— Begin TEXT SECTION —

Funny, but in the desktop world, you just don't hear about the dueling chips battles as much as you used to, don't you think? Earlier this week, I read a Wall Street Journal article on Bill Gates's "Think Week" ritual, in which he goes to a hideaway for a week or so to get uninterrupted time to read a slew of suggestions for Microsoft's next moves, and one of the papers he scanned was a report on the diminishing advances in microprocessor clock speed and what that might mean for the PC market. (Good article on a good idea; I'd link to it, but of course those canny capitalists at the WSJ charge to see their online content. Try your local library, where your taxes have already paid for this story.) More often than not, the desktop market now is differentiated by other features in the box or, usually, software.

Not so the server market. Here, advances in multicore technology, multiprocessor architectures, and cache size still make a huge difference in the server room and how companies can harness every little bit of efficiency for their IT environments. That's why Intel was able to roll out a new line of Xeon processors on Tuesday, aimed at the midrange server market, with such worthies as IBM, Unisys, Hewlett-Packard and Dell in tow to roll out new or updated servers using the Xeons. Unlike the desktop market, where the effects of Moore's Law are a little softer than they used to be, processor speed and efficiency really does matter in the server environment, and all of those companies were quite eager to tout their uses of the new Intel chips right out of the gate. Over the next five years, it will probably be irresistible for CIOs to change over to a dual-core environment in their server rooms; it'll be so much more bang for the buck that it should be easy to justify as one way that server performance can be increased greatly at a moderate price. Tuesday's announcements were another checkpoint on the road to multiprocessor, multicore environments.

Another likely hook for efficiency and cost savings is virtualization, letting server admins run multiple-OS environments through easily managed partitioning. And this is an area where Advanced Micro Devices shows it isn't going to be left out of the chips equation. AMD has worked hard to get its Opterons recognized as more of a standard in the server sector and has been rewarded with a fairly good reception of late, especially from admins running Linux environments. Its competition with Intel extends to advancing virtualization at the processor and controller level, and the company showed off some of its work on its Pacifica virtualization platform this week. Of course, Intel has its own "Vanderpool" virtualization technology readying for rollout, starting this year on Itanium platforms and showing up in Xeons in 2006. Desktop users may be kind of la-di-da on the subject nowadays, but the processor wars aren't over yet -- not by a long shot.

— End TEXT SECTION —
— Begin STORED ROWS —

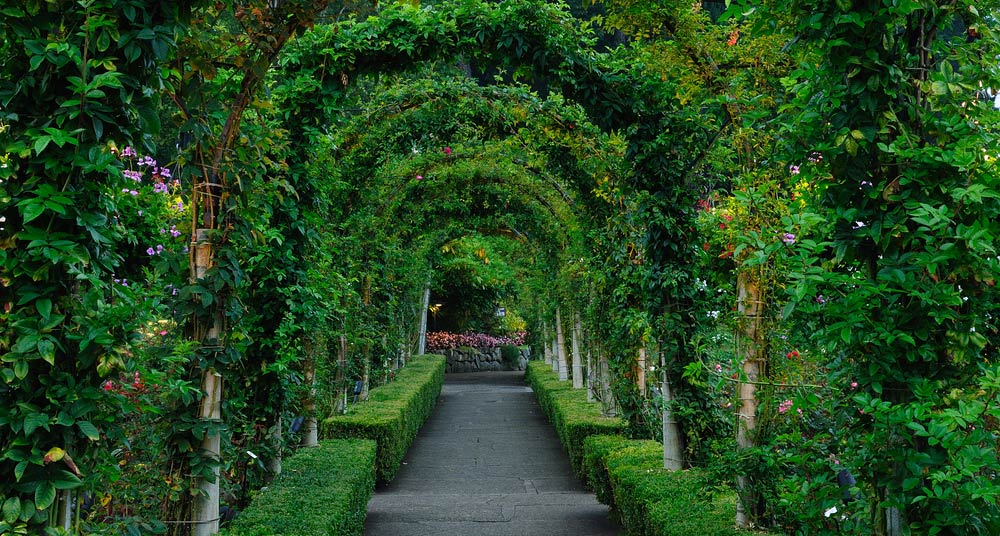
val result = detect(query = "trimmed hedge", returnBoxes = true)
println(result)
[221,439,375,536]
[524,361,627,480]
[319,355,445,483]
[584,436,759,536]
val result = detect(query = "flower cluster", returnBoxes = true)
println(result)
[111,147,180,196]
[427,331,527,351]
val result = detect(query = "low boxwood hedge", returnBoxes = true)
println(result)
[319,355,445,483]
[525,361,627,480]
[584,436,758,536]
[221,439,376,536]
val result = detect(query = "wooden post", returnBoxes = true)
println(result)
[660,348,684,471]
[635,346,646,398]
[736,271,763,528]
[586,344,594,402]
[191,228,223,536]
[556,307,569,382]
[302,334,318,447]
[191,369,222,536]
[417,281,431,355]
[572,312,583,389]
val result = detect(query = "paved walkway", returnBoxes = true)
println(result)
[365,372,623,536]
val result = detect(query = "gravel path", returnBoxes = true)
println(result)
[365,372,623,536]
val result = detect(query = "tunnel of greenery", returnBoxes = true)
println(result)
[0,0,1000,536]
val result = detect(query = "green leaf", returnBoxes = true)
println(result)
[14,460,28,482]
[38,339,56,366]
[20,199,45,223]
[35,298,52,320]
[76,421,101,441]
[12,333,42,354]
[35,482,56,510]
[20,499,35,521]
[3,497,21,523]
[24,413,49,435]
[14,359,28,380]
[35,136,52,154]
[51,469,83,489]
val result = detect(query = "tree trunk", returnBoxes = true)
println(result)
[736,272,763,528]
[572,312,584,389]
[556,307,569,382]
[267,409,284,479]
[301,335,318,447]
[358,352,372,400]
[191,228,223,536]
[586,344,594,402]
[335,334,349,413]
[417,281,431,355]
[635,346,646,398]
[191,369,222,536]
[660,352,684,471]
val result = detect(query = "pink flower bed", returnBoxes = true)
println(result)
[427,331,527,352]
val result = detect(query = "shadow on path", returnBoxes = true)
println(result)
[365,372,623,536]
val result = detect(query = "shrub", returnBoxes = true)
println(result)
[427,331,527,352]
[319,355,445,483]
[525,361,626,480]
[222,439,376,536]
[500,344,521,370]
[584,436,752,536]
[583,435,633,510]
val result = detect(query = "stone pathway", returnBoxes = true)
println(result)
[365,372,623,536]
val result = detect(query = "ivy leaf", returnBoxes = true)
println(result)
[14,359,28,380]
[24,413,49,436]
[3,497,21,523]
[35,482,56,510]
[19,199,45,223]
[32,135,52,154]
[19,496,35,521]
[35,298,52,320]
[76,421,101,441]
[38,339,56,366]
[14,460,28,482]
[51,469,83,489]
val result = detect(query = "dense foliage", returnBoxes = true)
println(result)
[0,0,1000,534]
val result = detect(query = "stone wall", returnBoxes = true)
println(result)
[433,346,531,372]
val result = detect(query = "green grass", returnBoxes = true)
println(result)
[221,439,375,536]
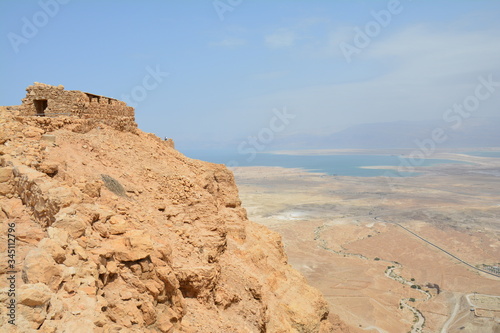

— End STORED ROWS —

WHAT IS ASKED.
[1] Answer these questions about the text on server processors:
(a) On which day did Intel roll out its new line of Xeon processors?
(b) What is the name of the AMD virtualization platform?
(c) In what year is Intel's "Vanderpool" technology expected to appear in Xeons?
[2] Rewrite the records from their first line through the line that contains "[221,439,376,536]", substituting "hedgerow" for "hedge" throughout and changing nothing else. Leave the pictures out.

SOLUTIONS TO THE EXERCISE.
[1]
(a) Tuesday
(b) Pacifica
(c) 2006

[2]
val result = detect(query = "trimmed hedgerow", returnBoxes = true)
println(result)
[221,439,375,536]
[524,361,627,480]
[319,355,445,483]
[584,436,759,536]
val result = detect(query = "flower cluster", returnBoxes = true)
println(result)
[111,147,180,196]
[427,331,527,351]
val result = detect(query = "low boxwood hedgerow", returnBoxes = true)
println(result)
[319,355,445,483]
[525,361,627,480]
[584,436,758,536]
[221,439,376,536]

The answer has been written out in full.